> **EXERCISES TO COMPLETE**:
1. In the passage on parameterized dataflow scheduling, what is parameterized synchronous dataflow (PSDF) described as the integration of?
2. Carry on the passage on parameterized dataflow scheduling, starting right after its last sentence.

Scheduling is a critical aspect of implementing dataflow graphs (e.g., see [2]). Parameterized schedules have been studied before (e.g., see [3, 4]), and previously, production and consumption rates were key dataflow graph aspects that were used to generate parameterized schedules. Early work on parameterized scheduling for dataflow graphs was done in the context of parameterized dataflow representations. *Parameterized dataflow* is a meta-modeling technique that can be applied to any underlying "base" dataflow model, such as SDF [5], FRDF [6], and CSDF [7], for dynamically reconfiguring the behavior of dataflow actors, edges, subsystems, and graphs

through parameter values [3]. Quasi-static scheduling techniques were developed for parameterized synchronous dataflow (PSDF), which is the integration of the parameterized dataflow meta-model with SDF as the base model [3]. However, in this work, parameterized scheduling for scalable topologies was not addressed — the underlying sets of actors and edges were assumed to be fixed.

Source data:

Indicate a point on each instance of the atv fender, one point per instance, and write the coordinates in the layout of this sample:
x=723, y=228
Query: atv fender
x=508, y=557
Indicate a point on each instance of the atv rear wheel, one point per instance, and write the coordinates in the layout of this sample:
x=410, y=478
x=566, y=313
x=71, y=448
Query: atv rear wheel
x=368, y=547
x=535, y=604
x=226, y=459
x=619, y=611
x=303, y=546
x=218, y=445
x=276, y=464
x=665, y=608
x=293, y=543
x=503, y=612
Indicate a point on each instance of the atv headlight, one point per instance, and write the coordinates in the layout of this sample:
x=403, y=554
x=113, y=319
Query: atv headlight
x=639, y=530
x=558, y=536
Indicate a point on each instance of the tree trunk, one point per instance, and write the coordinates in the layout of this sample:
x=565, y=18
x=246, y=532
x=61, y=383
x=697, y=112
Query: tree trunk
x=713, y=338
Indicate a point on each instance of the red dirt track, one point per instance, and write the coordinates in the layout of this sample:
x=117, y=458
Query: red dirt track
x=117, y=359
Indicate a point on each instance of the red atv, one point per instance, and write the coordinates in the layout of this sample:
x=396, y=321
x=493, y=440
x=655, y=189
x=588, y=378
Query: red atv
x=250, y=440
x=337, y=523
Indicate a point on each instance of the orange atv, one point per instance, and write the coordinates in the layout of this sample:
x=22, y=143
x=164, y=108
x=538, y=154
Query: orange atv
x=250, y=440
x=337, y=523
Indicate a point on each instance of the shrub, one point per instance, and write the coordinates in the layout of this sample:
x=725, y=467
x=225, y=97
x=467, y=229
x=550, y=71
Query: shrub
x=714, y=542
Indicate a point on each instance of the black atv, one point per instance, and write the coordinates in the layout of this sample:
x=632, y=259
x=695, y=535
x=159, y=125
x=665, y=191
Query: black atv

> **OUTPUTS**:
1. The parameterized dataflow meta-model with SDF as the base model.

2.
The *reactive process networks* and *parameterized Kahn process network* model of computation can be viewed as extensions of the Kahn process network (KPN) modeling framework [8, 9], where processes execute concurrently, applying blocking reads to assess availability of data on their inputs, and control is incorporated into processes in a distributed fashion without use of a global scheduler. While these models lead to flexible and efficient execution of KPN-related models, they do not address the scheduling of scalable topologies.

In this paper, we present a formal design method for specifying TPs and deriving parameterized schedules from such patterns based on a novel schedule model called the *scalable schedule tree*. Our method ensures deterministic behavior of the system based on compile-time analysis of its behavior that may contain parameterizable patterns of actors and edges instantiations. We have also developed an associated software plug-in and integrated it into the *dataflow interchange format (DIF)* framework [10] and the associated cross-platform design and synthesis environment called *targeted DIF (TDIF)* [11]. TDIF is a companion design tool of the DIF framework that supports dynamic dataflow analysis, cross-platform actor design, and code generation on targeted platforms [11].

### 2. SCALABLE SCHEDULE TREES

The generalized schedule tree (GST) is a compact, tree-structured graphical format that can represent a variety of dataflow graph schedules [4]. In GSTs, each leaf node refers to an actor invocation, and each internal node n (called a *loop node*) is configured with an iteration count  $I_n$  for the associated sub-tree, where execution of the sub-tree rooted at n is repeated  $I_n$  times.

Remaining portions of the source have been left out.